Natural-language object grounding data
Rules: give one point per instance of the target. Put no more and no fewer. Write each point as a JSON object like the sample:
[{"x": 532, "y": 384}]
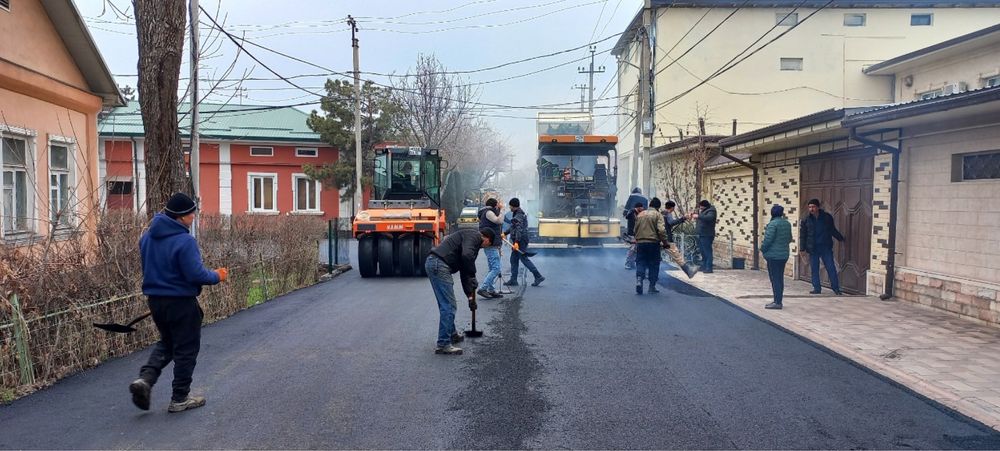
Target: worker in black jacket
[{"x": 456, "y": 253}]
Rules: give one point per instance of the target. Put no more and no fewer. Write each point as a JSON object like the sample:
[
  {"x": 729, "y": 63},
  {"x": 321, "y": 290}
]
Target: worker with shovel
[
  {"x": 172, "y": 277},
  {"x": 456, "y": 253}
]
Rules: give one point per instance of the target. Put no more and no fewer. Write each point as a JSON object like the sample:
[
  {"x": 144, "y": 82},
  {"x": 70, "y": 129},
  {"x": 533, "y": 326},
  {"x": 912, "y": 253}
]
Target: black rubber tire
[
  {"x": 386, "y": 256},
  {"x": 406, "y": 254},
  {"x": 367, "y": 261},
  {"x": 424, "y": 245}
]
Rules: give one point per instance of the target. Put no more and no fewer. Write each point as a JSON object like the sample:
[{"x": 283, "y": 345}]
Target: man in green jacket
[{"x": 777, "y": 237}]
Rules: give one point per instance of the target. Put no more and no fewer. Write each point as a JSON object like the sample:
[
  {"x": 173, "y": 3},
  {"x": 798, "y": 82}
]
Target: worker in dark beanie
[{"x": 172, "y": 277}]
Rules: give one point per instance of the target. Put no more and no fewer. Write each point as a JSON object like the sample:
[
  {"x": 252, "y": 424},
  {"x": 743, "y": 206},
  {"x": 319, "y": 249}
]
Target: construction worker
[
  {"x": 519, "y": 238},
  {"x": 456, "y": 253},
  {"x": 489, "y": 218},
  {"x": 650, "y": 236},
  {"x": 630, "y": 213},
  {"x": 675, "y": 255},
  {"x": 172, "y": 277}
]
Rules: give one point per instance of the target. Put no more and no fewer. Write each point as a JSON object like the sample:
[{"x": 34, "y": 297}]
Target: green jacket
[{"x": 777, "y": 237}]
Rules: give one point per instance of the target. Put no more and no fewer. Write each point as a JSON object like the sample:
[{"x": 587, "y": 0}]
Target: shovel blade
[{"x": 117, "y": 328}]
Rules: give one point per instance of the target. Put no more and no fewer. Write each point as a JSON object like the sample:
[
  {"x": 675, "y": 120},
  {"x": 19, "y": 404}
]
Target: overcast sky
[{"x": 462, "y": 34}]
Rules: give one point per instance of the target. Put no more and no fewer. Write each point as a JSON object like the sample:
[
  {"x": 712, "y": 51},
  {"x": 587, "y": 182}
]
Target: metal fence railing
[{"x": 335, "y": 248}]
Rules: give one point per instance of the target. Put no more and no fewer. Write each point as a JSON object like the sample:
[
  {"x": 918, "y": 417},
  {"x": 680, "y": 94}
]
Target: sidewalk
[{"x": 951, "y": 360}]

Task objective:
Repeat each entry precisely as it appears. Leave the pictures out.

Output of the exercise:
Rules: give one point per instance of the target. Put no more and no fewer. Write each point as a JSON object like the sample:
[{"x": 532, "y": 384}]
Target: worker in black jacket
[{"x": 456, "y": 253}]
Rules: give one point per instance of the target. Put no more and no fewer. Write each point as a JSON object like the sample:
[
  {"x": 729, "y": 63},
  {"x": 321, "y": 290}
]
Target: worker with shovel
[
  {"x": 172, "y": 277},
  {"x": 456, "y": 253}
]
Rules: give one point per instance of the target. Put no more and no fewer. Write each point as a JSON object like the sample:
[
  {"x": 144, "y": 82},
  {"x": 70, "y": 129},
  {"x": 533, "y": 326},
  {"x": 912, "y": 253}
]
Target: black rubber tire
[
  {"x": 386, "y": 256},
  {"x": 406, "y": 254},
  {"x": 367, "y": 261},
  {"x": 424, "y": 245}
]
Rules: give one point per instance of the target. Put no more and no fewer. Write each point as a JSON object like the sample:
[{"x": 283, "y": 345}]
Target: man in green jacket
[{"x": 777, "y": 237}]
Rules: give one point per instance of the target. Put no more and no fewer. Write each point as a JSON object like the sample:
[
  {"x": 173, "y": 3},
  {"x": 798, "y": 82}
]
Target: worker in dark beanie
[{"x": 172, "y": 277}]
Rules: give one point per instance of the target. Put no more and no fewer. Write each point as a JSON object like the sample:
[
  {"x": 252, "y": 424},
  {"x": 743, "y": 206},
  {"x": 319, "y": 249}
]
Target: construction worker
[
  {"x": 519, "y": 238},
  {"x": 456, "y": 253},
  {"x": 489, "y": 218},
  {"x": 650, "y": 236},
  {"x": 630, "y": 213},
  {"x": 675, "y": 255},
  {"x": 172, "y": 277}
]
Rules: give one point per instance of the target. Put no more and no fewer. Write each point as a JSON object like the sample:
[{"x": 34, "y": 297}]
Target: green jacket
[{"x": 777, "y": 237}]
Rules: give one point per instance of the target. Put no more and no fewer. Write each point as a JSON object like the sample:
[{"x": 587, "y": 0}]
Target: shovel blade
[{"x": 117, "y": 328}]
Rules: give one point per instance of the target. Put no more and no fewer. Write each point as a JSON object like the sample:
[
  {"x": 675, "y": 120},
  {"x": 19, "y": 404}
]
Target: overcast sky
[{"x": 462, "y": 34}]
Rules: give one point per instance of the target. Put no more and no fewer. Write each point as a JSON object like the sample:
[
  {"x": 712, "y": 51},
  {"x": 587, "y": 182}
]
Target: metal fence railing
[{"x": 335, "y": 248}]
Rules: give one point per instance of the target. Put no more and no fewer. Write each point as a JSON object like the sample:
[
  {"x": 918, "y": 417},
  {"x": 680, "y": 94}
]
Target: sidewalk
[{"x": 951, "y": 360}]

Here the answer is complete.